■ Written request ■
Please read the blog post below and give the time Ryker started crying on the night described under "4am? Really?"

■ Passage ■
Monday, March 28, 2011

Carbo Load

When left to his own devices - say, by lazy parents trying to sneak an extra 30 minutes of sleep in on a Sunday morning - Ryker will prepare the following buffet for his breakfast:

2 lollipops
1 sleeve of Saltines
1 bag of Ruffles
1 bag of bread crumbs

Saturday, March 19, 2011

4am? Really?

Ryker has been waking up crying. He's transitioning into the preschool room, which is stressing him out, and he just needs a little extra comfort. That's fine. For a few nights the crying has started at 11pm. I'm not asleep yet, so it's okay. I go in there and rock with him, then put him back down and he goes to sleep.

Last night he did not cry at 11. I thought he was maybe going to take the night off. Nope. He started crying at 3:45am. I decided to let him cry for awhile and see if he went back to sleep by himself. By 4am I heard Jack's door open. I heard Ryker's door open. (I don't think I've explained on the blog, but Jack has been springing Ryker from his crib every morning on weekends for several weeks now. I'll try to get a video of them reenacting this soon.) Then several doors opened and closed, and then there were two sets of feet running around and two voices whispering. They ran for a second, then Jack came in to our room and asked if I could turn a movie on for them. I went into the living room, and the light was on and Ryk was sitting on the couch. I said no, that it was THE MIDDLE OF THE NIGHT and to GET TO BED NOW. Jack went to turn the light off and I picked Ryker up to take him back to his room.

■ Recorded data ■

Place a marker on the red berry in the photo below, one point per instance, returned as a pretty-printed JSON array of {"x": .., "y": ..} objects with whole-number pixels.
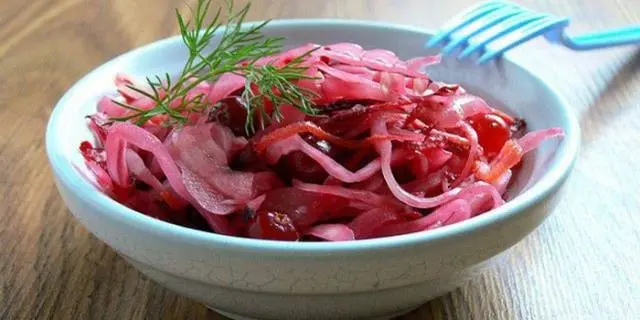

■ Result of the task ■
He started crying at 3:45am.